— WORK TO COMPLETE —
Pick out every line in the data below that holds "Target".

— SUPPLIED DATA —
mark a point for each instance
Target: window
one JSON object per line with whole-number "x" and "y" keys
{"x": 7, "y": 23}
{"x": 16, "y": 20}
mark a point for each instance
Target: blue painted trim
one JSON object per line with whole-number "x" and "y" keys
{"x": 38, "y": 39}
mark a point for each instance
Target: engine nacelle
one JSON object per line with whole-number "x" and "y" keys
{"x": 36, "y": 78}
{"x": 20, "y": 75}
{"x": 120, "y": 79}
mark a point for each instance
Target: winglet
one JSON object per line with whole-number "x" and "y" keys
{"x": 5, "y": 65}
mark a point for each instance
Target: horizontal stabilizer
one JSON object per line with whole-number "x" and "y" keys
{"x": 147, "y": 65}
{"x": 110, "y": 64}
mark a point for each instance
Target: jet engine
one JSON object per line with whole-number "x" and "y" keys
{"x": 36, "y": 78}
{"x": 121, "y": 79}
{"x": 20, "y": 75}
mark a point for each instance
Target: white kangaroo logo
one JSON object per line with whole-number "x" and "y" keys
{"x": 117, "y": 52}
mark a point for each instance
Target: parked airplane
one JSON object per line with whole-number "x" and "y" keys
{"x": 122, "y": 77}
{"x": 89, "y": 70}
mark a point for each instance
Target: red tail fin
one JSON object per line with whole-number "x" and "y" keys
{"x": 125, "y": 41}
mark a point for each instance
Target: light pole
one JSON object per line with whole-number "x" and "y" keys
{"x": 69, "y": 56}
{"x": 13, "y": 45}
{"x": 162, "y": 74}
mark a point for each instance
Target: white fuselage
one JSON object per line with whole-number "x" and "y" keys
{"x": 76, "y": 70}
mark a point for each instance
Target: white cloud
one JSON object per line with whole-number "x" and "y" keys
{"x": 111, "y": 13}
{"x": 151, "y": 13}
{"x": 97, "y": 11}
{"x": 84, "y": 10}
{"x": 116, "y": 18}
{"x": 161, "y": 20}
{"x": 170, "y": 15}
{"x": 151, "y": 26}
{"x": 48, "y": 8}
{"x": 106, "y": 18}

— TASK RESULT —
Target: window
Target: blue painted trim
Target: engine nacelle
Target: winglet
Target: horizontal stabilizer
Target: jet engine
Target: white kangaroo logo
Target: parked airplane
Target: red tail fin
Target: light pole
Target: white fuselage
Target: white cloud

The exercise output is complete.